▶ [Stored rows]:

--- START ---

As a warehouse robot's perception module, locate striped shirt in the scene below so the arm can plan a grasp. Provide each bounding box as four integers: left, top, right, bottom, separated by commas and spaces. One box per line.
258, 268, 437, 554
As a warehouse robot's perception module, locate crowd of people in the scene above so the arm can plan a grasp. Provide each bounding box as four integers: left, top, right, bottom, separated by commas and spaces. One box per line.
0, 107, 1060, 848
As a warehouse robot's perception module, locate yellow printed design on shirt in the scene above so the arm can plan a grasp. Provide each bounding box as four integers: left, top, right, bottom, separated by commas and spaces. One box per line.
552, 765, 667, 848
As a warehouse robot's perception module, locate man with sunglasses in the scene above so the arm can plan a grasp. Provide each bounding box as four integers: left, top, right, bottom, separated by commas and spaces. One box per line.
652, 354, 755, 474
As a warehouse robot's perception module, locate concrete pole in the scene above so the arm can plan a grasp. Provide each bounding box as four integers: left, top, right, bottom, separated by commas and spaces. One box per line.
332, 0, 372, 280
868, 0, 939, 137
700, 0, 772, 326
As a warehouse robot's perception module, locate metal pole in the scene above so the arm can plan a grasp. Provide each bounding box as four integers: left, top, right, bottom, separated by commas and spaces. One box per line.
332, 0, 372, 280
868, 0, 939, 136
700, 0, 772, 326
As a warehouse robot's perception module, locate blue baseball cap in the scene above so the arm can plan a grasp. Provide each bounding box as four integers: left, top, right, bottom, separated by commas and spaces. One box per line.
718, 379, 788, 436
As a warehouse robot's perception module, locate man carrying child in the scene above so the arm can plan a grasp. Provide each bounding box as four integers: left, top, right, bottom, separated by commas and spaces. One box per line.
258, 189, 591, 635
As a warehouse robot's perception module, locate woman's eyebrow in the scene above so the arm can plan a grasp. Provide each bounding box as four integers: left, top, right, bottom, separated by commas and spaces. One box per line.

--- END ---

▶ [The exercise]: Rewrite every item above, substituting "vision system" for "perception module" and leaving all other wording unchanged.

▶ [Expected answer]:
As a warehouse robot's vision system, locate striped shirt in the scene below so the arm can plan a grasp. Provide each bounding box as four integers: left, top, right, bottom, separated by commas and spaces. One box per line.
258, 268, 437, 554
As a warehouse robot's vision system, locate crowd of people in the scene above so the arm can plan a grasp. Provide each bounding box as four integers: left, top, right, bottom, separated by commas and spaces. One box per line.
0, 107, 1060, 848
As a warehouse robot's vision system, locate yellow printed design on shirt in the scene above so the arm can plan a grasp. Provide each bounding box as four integers: left, top, right, bottom, separated by commas and spaces. One box per line.
552, 765, 667, 848
As a warehouse robot's vision system, locate man with sunglasses in the scene above so the arm can plan a grasp. Provide each bounding box as four integers: left, top, right, bottom, separated by commas and spaces. One box per line.
652, 354, 755, 474
As a warehouse robot's vision system, locate concrete pole in the scene above so the arm can plan a grasp. Provide each bounding box as four integers: left, top, right, bottom, separated by commas and spaces. One box per line.
332, 0, 372, 280
868, 0, 939, 137
700, 0, 772, 326
As a warehouse robot's vision system, locate metal pole in the scene above so the arm can plan a grasp. Provide each bounding box as four integers: left, top, right, bottom, separated by commas and spaces. One box per line.
332, 0, 372, 280
868, 0, 939, 136
700, 0, 772, 326
As a warehouse robot's vision system, locate blue baseball cap in the scene above so the arm can plan a grasp. Provide each bounding box as four integers: left, top, right, bottom, separated by commas and spaces. One box per line.
718, 379, 788, 436
As a warehouse robot's vision system, locate man carrying child in the scene above so the arm can plan a grasp. Provide each bounding box as four integers: left, top, right, bottom, separated by commas and spaces. One box per line.
258, 189, 591, 635
As a warehouse robot's vision system, locate woman's eyebrow in the scene above so the arm can plan a grasp. Provide each bounding box as four integers: left, top, right, bottom, separated by commas and spaces. One box per line.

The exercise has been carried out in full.